__SUPPLIED PASSAGE__.
######
He says, "I got this D+ because you prayed to Satan against me. So change it."

You say, "No I didn't."

He says, "If you didn't do it consciously, you did it unconsciously. And this D+ is proof!"

Before you can answer, he pulls out a newspaper clipping and slaps it on your desk. It's a story about a teacher in your own state who claims to be a Satanist.

Then he pulls out a petition signed by many of the kids in his class, that states that they believe the same thing.

What do you say next, and why? How do you go about evaluating a claim like this?

Saturday, June 20, 2009

2850 Times As Effective

Compassion International just sponsored their one millionth child. They're a great organization, and I commend them for the progress they've made.

The global financial crisis has brought poverty to 100 million people around the world.

Think of the scale: 1 million in 57 years; 100 million in less than two years. That's 2850 times the effect. Three orders of magnitude.

If you could have started a non-profit that would have prevented this crisis, think of the good you would have done.

But even now are your beliefs about this crisis just a collection of convenient myths you've accumulated?

Monday, February 23, 2009

Dose of Perspective

Seen this? Comedy, yet profound.

"Everything's Amazing, Everyone's Unhappy" (Can't embed it here, it seems.)

It's more a comment on the human condition, I think, than anything.

On flying, I'd say you're doing something no one in history had ever done until 100 or so years ago, and going faster than any human had ever traveled until maybe 60 years ago.

We take so much for granted.

Wednesday, December 17, 2008

Who Was Running That Scheme?

Thomas Friedman:

I have no sympathy for Madoff. But the fact is, his alleged Ponzi scheme was only slightly more outrageous than the “legal” scheme that Wall Street was running, fueled by cheap credit, low standards and high greed. What do you call giving a worker who makes only $14,000 a year a nothing-down and nothing-to-pay-for-two-years mortgage to buy a $750,000 home, and then bundling that mortgage with 100 others into bonds — which Moody’s or Standard & Poors rate AAA — and then selling them to banks and pension funds the world over? That is what our financial industry was doing. If that isn’t a pyramid scheme, what is?
######
__RECORD EXTRACTS__.
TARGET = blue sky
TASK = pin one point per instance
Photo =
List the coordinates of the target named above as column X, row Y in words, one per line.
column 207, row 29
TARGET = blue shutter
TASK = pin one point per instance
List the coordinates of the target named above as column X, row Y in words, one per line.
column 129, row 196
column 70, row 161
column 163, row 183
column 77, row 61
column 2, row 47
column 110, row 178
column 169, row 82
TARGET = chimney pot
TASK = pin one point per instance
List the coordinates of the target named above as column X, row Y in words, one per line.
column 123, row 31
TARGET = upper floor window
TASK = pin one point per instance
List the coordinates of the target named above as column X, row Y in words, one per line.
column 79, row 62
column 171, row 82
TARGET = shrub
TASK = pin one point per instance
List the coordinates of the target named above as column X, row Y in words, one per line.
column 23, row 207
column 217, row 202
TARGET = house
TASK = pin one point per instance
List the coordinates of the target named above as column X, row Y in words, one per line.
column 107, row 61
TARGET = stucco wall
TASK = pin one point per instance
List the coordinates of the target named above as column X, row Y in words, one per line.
######
__EXERCISE SET__.
1. Output the text of the blog excerpt from "Before you can" up to and including "around the world.".
2. Answer these questions using the blog excerpt:
(a) How many years did it take Compassion International to sponsor one million children?
(b) What is the title of the comedy piece in the "Dose of Perspective" post?
(c) In the Thomas Friedman quote, how much does the worker make per year?

__RESULTS FOR THE EXERCISE__.
1.
Before you can answer, he pulls out a newspaper clipping and slaps it on your desk. It's a story about a teacher in your own state who claims to be a Satanist.

Then he pulls out a petition signed by many of the kids in his class, that states that they believe the same thing.

What do you say next, and why? How do you go about evaluating a claim like this?

Saturday, June 20, 2009

2850 Times As Effective

Compassion International just sponsored their one millionth child. They're a great organization, and I commend them for the progress they've made.

The global financial crisis has brought poverty to 100 million people around the world.

2.
(a) 57 years.
(b) "Everything's Amazing, Everyone's Unhappy"
(c) $14,000.